■ **Input data**

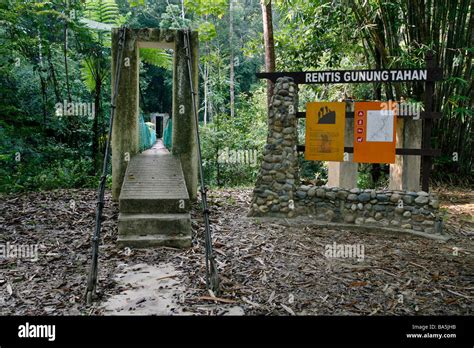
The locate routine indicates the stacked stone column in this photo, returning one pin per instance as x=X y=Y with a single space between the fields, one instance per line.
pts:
x=274 y=192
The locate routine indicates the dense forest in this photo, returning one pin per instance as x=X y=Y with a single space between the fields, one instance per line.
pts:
x=56 y=54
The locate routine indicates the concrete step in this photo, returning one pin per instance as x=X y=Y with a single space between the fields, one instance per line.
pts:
x=154 y=224
x=154 y=241
x=153 y=205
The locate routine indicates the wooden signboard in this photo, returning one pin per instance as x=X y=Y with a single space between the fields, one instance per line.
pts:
x=325 y=124
x=374 y=133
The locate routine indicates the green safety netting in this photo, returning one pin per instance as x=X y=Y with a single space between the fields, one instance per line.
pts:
x=147 y=134
x=167 y=134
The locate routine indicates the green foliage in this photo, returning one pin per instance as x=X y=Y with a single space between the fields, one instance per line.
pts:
x=102 y=11
x=245 y=133
x=156 y=57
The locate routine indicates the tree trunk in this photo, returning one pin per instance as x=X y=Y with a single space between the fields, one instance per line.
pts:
x=95 y=125
x=269 y=43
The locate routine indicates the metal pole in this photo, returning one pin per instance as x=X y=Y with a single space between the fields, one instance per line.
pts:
x=92 y=279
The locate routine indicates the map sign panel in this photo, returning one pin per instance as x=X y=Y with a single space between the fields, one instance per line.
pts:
x=374 y=133
x=325 y=124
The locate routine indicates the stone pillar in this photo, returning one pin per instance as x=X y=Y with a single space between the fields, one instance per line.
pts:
x=278 y=179
x=184 y=144
x=344 y=174
x=125 y=128
x=405 y=172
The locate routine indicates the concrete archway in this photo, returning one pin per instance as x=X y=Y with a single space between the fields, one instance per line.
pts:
x=125 y=128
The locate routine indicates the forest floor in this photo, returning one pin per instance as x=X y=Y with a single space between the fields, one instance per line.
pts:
x=265 y=268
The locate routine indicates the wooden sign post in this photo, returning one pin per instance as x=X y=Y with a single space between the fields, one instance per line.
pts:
x=429 y=75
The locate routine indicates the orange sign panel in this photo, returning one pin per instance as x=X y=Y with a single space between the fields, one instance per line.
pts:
x=374 y=133
x=325 y=124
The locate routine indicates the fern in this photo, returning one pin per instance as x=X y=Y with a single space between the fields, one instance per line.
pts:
x=102 y=11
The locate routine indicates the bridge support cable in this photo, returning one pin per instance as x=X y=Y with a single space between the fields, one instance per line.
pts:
x=212 y=276
x=92 y=279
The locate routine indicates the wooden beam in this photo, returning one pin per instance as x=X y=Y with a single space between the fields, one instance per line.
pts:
x=423 y=115
x=402 y=151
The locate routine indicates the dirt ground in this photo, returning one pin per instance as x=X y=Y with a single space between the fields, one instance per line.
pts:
x=266 y=268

■ **Work item**
A faithful copy of every record is needed here. Leave the images out of it.

■ **Written solution**
The locate routine indicates the stacked stone column in this photo, returning one pin per instance as x=X y=Y with a single space between the fields, one instance per line.
pts:
x=274 y=192
The locate routine indicates the dense forest in this photo, returning one pin per instance as x=X y=Y with a single space between the fields, one instance per line.
pts:
x=56 y=54
The locate routine indicates the concrete step in this photo, returning one pin per instance as x=X y=Y with a single space between the fields, one instance per line.
pts:
x=154 y=224
x=154 y=241
x=153 y=205
The locate routine indicates the wooden signboard in this photo, returning one pin per instance as x=X y=Y with a single space between the fields, one instance per line.
pts:
x=325 y=124
x=374 y=133
The locate routine indicates the green safety netting in this photo, returning one pin per instance as x=X y=Y with a single space between the fields, one instance per line.
pts:
x=147 y=134
x=167 y=134
The locate routine indicates the green foliage in this photo, returning one pin per instance as x=X y=Y with a single space between the fields, one instance per line.
pts:
x=102 y=11
x=245 y=133
x=156 y=57
The locate routine indicates the tree trunk in this photo, returning one pin per instance as x=X y=Y with a single space between the fields, one instance per line.
pts:
x=95 y=125
x=269 y=43
The locate routine indicates the metal pole in this photo, returning one pin per instance as x=X y=Y with a single space between the fields, one instance per line.
pts:
x=92 y=279
The locate routine indicates the map sign panel in this photo, returning one pin per instance as x=X y=Y with a single space between the fields, one instance per line.
pts:
x=374 y=133
x=325 y=124
The locate routine indicates the stone pillar in this photo, returning one pin per instance as x=X y=Y with a single space between the fields, one instance per line.
pts:
x=278 y=179
x=184 y=144
x=344 y=174
x=125 y=128
x=405 y=172
The locate routine indicates the concrete archway in this photo, returning one pin per instance as x=X y=Y with a single space between the fields, one instance per line.
pts:
x=125 y=128
The locate routine indicates the forest floor in this photo, returning one pin per instance as x=X y=Y with a single space between the fields, one instance per line.
pts:
x=265 y=268
The locate routine indicates the wooden sign post in this photo, returning one pin per instance as x=X y=Y with a single space between the fields, one instance per line.
pts:
x=429 y=75
The locate routine indicates the orange sign panel in this photo, returning one pin per instance as x=X y=Y with a single space between the fields, one instance per line.
pts:
x=374 y=133
x=325 y=124
The locate routine indicates the fern in this photo, returning one pin per instance as x=X y=Y with a single space between the fields, one instance per line.
pts:
x=102 y=11
The locate routine indicates the bridge support cable in this photo, returning one pin per instance as x=X y=Y with a single space between the fields, one instance per line.
pts:
x=212 y=276
x=92 y=279
The locate routine indicates the wooden beam in this photo, returning one pin per instance as x=X y=Y with a single space between the fields, one instance per line.
pts:
x=423 y=115
x=402 y=151
The locate routine indicates the dirt ground in this photo, returning one pin per instance as x=X y=Y with a single space between the fields, one instance per line.
pts:
x=266 y=268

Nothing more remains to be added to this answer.